Instruções:
[a] Por favor, copie do artigo sobre "A Mulher de Bath" o trecho que começa nas palavras "Segundo estatísticas, as" e vai até "de nossas casas.", inclusive.
[b] Segundo o artigo sobre "A Mulher de Bath", em que ano foi escrito o texto encenado?
[c] Reescreva em forma de lista o parágrafo do artigo sobre "A Mulher de Bath" que começa com "Segundo estatísticas", mantendo os fatos principais.

Texto para leitura:
------------------------------

Descrição de chapéu Artes Cênicas teatro

Se a peça é conservadora, devo ser uma anarquista

Maitê Proença rebate crítica sobre a 'A Mulher de Bath', na qual ela atua, de que montagem é falsamente progressista

MAITÊ PROENÇA
Especial para a Folha

Existem temas atemporais que são tratados de forma distinta nas diferentes épocas. São importantes nas circunstâncias, variáveis. É o caso da liberdade da mulher. As mulheres do mundo continuam vulneráveis como eram há 20, 10, 6 séculos, porque não têm independência econômica e são ameaçadas por exploração, violência e abuso sexual.

Segundo estatísticas, as mulheres fazem dois terços do trabalho do mundo, mas possuem menos do que 1% das propriedades. Negam-lhes educação, liberdade e reconhecimento. São estupradas, espancadas e às vezes mortas com impunidade. Foi assim na Idade Média e continua assim, também aqui, na vizinhança de nossas casas.

"A Mulher de Bath", que ora enceno no teatro, é um texto de 1380, extraído dos "Contos da Cantuária", um clássico da literatura. Essa história sobrevive há seis séculos, por sua singularidade e beleza, mas sobretudo porque um homem livre, audacioso e brilhante o colocou na boca de uma mulher. Geoffrey Chaucer criou essa mulher libertária, articulada e solta, em plena era medieval.

A mulher de Bath atravessa as décadas e amadurece à nossa frente. Sem papas na língua, autopiedade ou medo, nos fala as coisas como elas são. Descreve a menina mimada e mentirosa que foi, que joga pra conseguir o que quer, e conta da mulher madura que é espancada e humilhada, mas faz concessões pra se salvar.

Assim era e por vezes continua sendo a conduta das mulheres. Ou somos todas dignas e imaculadas exploradas por brutos? Ainda que adore os homens e o sexo, a mulher de Bath critica-lhes a ignorância e os métodos com ferocidade, mas não deixa de nos revelar os truques que emprega no alcance de seus propósitos. Essas contradições realçam, a meu ver, a força de sua fala.

------------------------------

Dados fornecidos:
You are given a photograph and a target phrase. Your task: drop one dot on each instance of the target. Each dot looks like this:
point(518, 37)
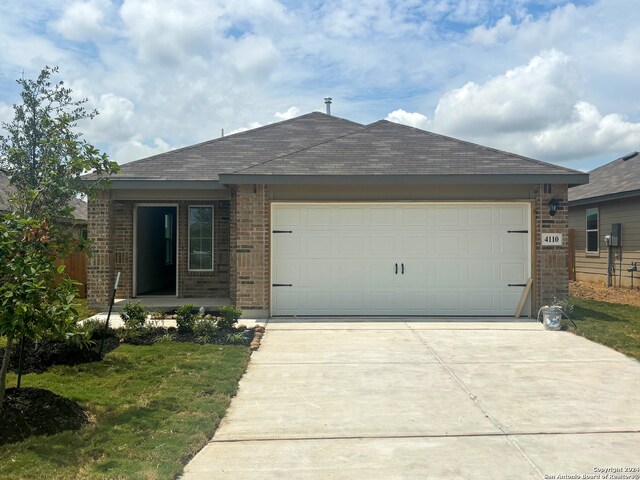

------------------------------

Respostas:
[a]
Segundo estatísticas, as mulheres fazem dois terços do trabalho do mundo, mas possuem menos do que 1% das propriedades. Negam-lhes educação, liberdade e reconhecimento. São estupradas, espancadas e às vezes mortas com impunidade. Foi assim na Idade Média e continua assim, também aqui, na vizinhança de nossas casas.

[b] Em 1380.

[c]
- Segundo estatísticas, as mulheres fazem dois terços do trabalho do mundo, mas possuem menos de 1% das propriedades.
- Negam-lhes educação, liberdade e reconhecimento.
- São estupradas, espancadas e às vezes mortas com impunidade.
- Era assim na Idade Média e continua assim, inclusive na vizinhança de nossas casas.